[start]

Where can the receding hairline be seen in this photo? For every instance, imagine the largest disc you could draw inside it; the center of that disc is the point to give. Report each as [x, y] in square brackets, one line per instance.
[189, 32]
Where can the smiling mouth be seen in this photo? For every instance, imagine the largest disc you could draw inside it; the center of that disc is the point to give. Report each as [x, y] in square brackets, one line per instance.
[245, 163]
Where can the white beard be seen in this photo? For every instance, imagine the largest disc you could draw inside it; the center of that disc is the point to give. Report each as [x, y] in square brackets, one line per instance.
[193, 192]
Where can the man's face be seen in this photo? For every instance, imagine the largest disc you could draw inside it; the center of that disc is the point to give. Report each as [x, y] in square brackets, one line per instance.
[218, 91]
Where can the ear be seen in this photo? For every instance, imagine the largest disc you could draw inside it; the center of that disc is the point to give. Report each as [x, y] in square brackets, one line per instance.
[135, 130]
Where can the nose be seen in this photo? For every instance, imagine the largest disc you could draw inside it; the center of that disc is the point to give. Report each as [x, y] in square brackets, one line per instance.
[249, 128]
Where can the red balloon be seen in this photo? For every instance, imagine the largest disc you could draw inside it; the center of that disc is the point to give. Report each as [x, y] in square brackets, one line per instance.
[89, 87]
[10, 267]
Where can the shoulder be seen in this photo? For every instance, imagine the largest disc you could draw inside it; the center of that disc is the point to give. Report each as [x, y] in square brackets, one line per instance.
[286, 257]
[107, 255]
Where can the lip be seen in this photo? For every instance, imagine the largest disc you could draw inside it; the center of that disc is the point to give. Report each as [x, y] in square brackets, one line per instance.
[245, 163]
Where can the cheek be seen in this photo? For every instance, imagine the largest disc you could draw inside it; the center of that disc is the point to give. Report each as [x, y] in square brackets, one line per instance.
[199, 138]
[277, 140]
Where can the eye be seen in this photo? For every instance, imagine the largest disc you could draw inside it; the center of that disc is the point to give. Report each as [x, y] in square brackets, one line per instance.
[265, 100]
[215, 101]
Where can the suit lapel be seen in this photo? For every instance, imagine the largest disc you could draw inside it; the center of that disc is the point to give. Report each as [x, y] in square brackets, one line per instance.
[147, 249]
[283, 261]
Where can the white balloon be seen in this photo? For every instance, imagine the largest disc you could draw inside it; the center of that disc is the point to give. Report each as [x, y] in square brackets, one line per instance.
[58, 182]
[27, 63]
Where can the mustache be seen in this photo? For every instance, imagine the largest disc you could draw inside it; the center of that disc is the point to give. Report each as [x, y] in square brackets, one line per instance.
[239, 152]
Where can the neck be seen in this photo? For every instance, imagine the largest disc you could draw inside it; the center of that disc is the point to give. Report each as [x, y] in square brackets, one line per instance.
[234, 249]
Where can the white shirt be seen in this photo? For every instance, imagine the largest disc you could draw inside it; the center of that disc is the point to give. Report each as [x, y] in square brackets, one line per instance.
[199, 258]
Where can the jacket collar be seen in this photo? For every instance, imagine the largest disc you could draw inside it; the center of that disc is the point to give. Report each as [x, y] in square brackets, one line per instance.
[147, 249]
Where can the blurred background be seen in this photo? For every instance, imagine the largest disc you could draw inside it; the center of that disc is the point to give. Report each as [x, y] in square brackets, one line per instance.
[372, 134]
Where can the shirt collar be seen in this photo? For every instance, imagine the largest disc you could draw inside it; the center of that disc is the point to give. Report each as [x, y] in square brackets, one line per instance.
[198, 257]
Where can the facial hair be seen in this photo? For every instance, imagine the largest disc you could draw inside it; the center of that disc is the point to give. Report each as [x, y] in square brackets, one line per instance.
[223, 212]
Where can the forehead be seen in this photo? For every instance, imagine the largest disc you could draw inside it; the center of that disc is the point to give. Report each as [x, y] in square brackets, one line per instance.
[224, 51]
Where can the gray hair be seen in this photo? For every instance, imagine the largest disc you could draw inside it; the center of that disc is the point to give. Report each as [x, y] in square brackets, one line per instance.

[end]

→ **Work to be completed**
Each entry above needs to be retyped exactly.

→ **Exercise solution**
Where can the receding hairline be seen in this photo? For every instance, imagine the largest disc you could draw inside it; the center of that disc is the point to give. Report each as [x, y] in square brackets, one line per instance.
[189, 32]
Where can the smiling mouth be seen in this photo? For every instance, imagine the largest disc you could draw inside it; the center of that disc is the point to give. Report each as [x, y] in square brackets, one line per instance.
[245, 163]
Where can the white beard be seen in this photo? For every instance, imagine the largest disc you could draw inside it; the center of that disc is the point to give. Report each as [x, y] in square brackets, one line per instance.
[193, 192]
Where can the man's face be seen in this photo? For every instance, imagine the largest disc you could draw inside it; the center of that disc is the point to give. Report each as [x, y] in square brackets, one line per instance.
[218, 91]
Where can the ear be seen in this photo? For every instance, imagine the largest disc you could draw inside it; the center of that disc is the point to give. Report each as [x, y] in square brackets, one line per instance.
[135, 130]
Where can the nose be seen in this photo? For every instance, imagine the largest disc you could draw inside it; the center of that disc is the point to give. Report each as [x, y] in square brackets, one line per instance.
[249, 128]
Where can the red balloon be seen in this photo? For every instance, imagine the largest disc you could draw inside it; the center of that disc is the point to give. Report each as [x, y] in square brackets, one line per instance.
[89, 87]
[10, 267]
Where can the shoulder be seen in this photo? For every instance, imagine the largest disc you could draw inside it; the center of that disc is the point to give. Report each as [x, y] in square brackets, one line per instance.
[286, 257]
[107, 255]
Where can the lip be seen in this photo? For every instance, imagine the largest disc you could draw inside it; the center of that disc is the point to give. Report each as [x, y] in square brackets, one line per instance.
[245, 163]
Where can the cheek be seen in this photo? For every instance, imagine the largest disc you could draw inside it; the center of that disc is the point to give. Report each as [x, y] in square brackets, one line per instance.
[199, 138]
[277, 140]
Where can the eye be seen in this photo? For every instance, imagine the largest disc you could draw inside it; the center of that disc is the point to give. Report each as [x, y] in square brackets, one line per instance.
[265, 100]
[215, 101]
Where can the suit lapel be seen in this photo? For every instance, imagine the largest disc you could draw inside it; the center of that disc is the point to give. Report each as [x, y] in square brackets, one line per instance.
[147, 249]
[283, 261]
Where can the white balloon be seen in this photo? For every instance, imagine the largest disc you could draw inside it; the center of that disc is the point to give. Report each as [x, y] in square brackets, one line per instance.
[58, 182]
[27, 63]
Where can the mustache be seen in this photo? For every instance, imagine the largest disc you could draw inside it; the center of that disc is the point to give. Report each as [x, y] in square brackets, one line per instance.
[239, 152]
Where can the neck be seen in this photo? For every instance, imagine the largest disc you could draw inside it; the center of that disc is the point to give. Report each as [x, y] in square brackets, one line per instance.
[234, 249]
Where can the white shirt be seen in this photo? For every instance, imagine the largest disc you could draw inside it; the center of that disc is the point to give. Report each as [x, y] in square brackets, one line per instance.
[199, 258]
Where can the jacket collar be seen in this photo? For every instance, imagine the largest disc you could draw inside it; the center of that disc is the point to give. Report each as [x, y] in square brackets, one line per instance.
[147, 249]
Where can the blurred background be seen in this photo? For every instance, imagine the largest disc you could draw inside it; the center of that disc is the point to give. Report each as [x, y] in square brackets, one line per instance.
[372, 134]
Where can the shirt collar be seen in this photo? For every instance, imagine the largest disc you could draw inside it; the center of that disc is the point to give. Report each as [x, y] in square brackets, one line per instance.
[198, 257]
Where can the facial hair be seen in this photo? For every instance, imagine the largest disc you could draw inside it; the center of that disc is the point to give. Report each as [x, y] in square brackets, one line per instance.
[223, 212]
Where can the forehead be seen in this photo? For every instance, imagine the largest disc you could draw inside it; the center of that disc is the point to give. Report each as [x, y] in square brackets, one line per instance.
[224, 51]
Where can the gray hair be seen in this photo? For every instance, imagine the largest disc you could draw inside it; the center of that disc is the point to give. Report each as [x, y] in square brackets, one line per instance.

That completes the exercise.